Extrayez des enregistrements ci-dessous, sans y apporter la moindre modification, les lignes qui vont de celle contenant « Check that every instance of the gray » jusqu'à celle contenant « 492), (401, 483)] », ces deux lignes incluses.

[Entrées d'annotation de la position d'objets]
==========
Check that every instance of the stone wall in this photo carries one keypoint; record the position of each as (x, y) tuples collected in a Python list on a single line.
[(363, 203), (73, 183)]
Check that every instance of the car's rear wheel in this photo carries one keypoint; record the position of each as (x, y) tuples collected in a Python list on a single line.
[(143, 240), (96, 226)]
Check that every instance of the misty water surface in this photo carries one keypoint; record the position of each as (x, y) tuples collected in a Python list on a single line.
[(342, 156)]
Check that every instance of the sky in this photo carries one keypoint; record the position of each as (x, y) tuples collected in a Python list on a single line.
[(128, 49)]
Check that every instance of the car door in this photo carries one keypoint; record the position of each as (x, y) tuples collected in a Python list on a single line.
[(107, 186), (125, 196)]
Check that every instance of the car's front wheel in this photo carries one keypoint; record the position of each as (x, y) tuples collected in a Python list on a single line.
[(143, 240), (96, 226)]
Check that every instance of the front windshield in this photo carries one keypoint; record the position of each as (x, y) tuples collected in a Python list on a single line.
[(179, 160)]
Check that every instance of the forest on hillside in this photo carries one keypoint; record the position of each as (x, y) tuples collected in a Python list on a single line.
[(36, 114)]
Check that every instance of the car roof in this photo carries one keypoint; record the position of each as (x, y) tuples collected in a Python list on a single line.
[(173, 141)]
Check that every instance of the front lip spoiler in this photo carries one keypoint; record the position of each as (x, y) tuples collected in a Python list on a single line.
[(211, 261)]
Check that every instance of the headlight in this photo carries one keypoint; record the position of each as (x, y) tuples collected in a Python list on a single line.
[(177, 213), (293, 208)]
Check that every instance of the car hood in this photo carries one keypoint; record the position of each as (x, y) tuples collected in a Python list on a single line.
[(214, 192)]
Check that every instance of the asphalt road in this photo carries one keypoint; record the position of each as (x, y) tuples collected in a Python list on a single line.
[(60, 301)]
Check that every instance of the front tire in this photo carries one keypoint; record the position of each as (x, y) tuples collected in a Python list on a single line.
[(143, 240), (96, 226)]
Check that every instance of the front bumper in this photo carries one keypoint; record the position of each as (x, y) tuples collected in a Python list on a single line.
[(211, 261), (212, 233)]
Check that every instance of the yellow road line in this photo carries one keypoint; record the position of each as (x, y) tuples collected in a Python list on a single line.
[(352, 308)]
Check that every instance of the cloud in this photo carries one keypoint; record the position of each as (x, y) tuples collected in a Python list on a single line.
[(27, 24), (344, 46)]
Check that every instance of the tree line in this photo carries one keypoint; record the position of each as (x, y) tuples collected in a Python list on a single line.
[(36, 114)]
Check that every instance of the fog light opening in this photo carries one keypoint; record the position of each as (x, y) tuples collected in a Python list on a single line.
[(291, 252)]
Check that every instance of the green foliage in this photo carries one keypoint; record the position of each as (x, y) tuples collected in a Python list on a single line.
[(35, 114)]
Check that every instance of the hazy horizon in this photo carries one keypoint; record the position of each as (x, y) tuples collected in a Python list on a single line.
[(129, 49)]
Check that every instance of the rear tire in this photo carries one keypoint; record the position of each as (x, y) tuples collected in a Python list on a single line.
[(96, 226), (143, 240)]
==========
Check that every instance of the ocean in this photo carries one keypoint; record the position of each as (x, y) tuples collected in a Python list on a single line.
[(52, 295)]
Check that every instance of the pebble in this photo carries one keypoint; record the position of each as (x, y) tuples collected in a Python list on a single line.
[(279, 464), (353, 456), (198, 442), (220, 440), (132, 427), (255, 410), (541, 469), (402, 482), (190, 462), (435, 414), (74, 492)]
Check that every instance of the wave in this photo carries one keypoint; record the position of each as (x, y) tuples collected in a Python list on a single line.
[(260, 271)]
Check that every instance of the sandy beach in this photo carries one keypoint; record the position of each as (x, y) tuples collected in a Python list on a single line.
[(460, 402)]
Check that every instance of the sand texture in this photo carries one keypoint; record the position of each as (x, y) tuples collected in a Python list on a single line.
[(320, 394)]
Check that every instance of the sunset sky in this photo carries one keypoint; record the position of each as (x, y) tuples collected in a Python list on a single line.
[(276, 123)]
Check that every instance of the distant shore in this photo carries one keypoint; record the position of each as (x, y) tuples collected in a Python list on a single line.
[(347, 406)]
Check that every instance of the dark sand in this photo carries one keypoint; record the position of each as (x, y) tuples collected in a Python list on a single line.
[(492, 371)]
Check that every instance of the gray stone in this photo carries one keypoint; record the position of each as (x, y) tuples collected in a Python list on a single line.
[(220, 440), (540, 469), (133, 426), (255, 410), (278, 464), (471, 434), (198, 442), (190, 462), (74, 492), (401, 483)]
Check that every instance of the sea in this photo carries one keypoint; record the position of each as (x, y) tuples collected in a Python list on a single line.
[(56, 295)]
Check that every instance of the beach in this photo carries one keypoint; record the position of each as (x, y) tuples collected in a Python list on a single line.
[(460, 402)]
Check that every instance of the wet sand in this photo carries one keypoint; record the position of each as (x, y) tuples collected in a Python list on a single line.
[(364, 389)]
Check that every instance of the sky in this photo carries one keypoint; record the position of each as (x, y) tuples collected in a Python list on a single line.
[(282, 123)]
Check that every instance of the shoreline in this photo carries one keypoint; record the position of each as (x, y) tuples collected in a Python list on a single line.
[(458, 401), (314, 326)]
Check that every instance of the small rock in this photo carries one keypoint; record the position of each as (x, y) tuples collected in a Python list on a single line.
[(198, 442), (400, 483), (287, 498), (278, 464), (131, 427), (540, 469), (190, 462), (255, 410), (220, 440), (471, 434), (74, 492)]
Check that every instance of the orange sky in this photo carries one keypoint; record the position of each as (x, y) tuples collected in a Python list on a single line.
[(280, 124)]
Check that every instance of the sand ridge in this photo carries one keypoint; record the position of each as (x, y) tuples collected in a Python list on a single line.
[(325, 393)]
==========
Réponse à l'exercice
Check that every instance of the gray stone in this photo carries one keypoint; record the position of each as (x, y) tuples collected in a Python list on a single line.
[(220, 440), (540, 469), (133, 426), (255, 410), (278, 464), (471, 434), (198, 442), (190, 462), (74, 492), (401, 483)]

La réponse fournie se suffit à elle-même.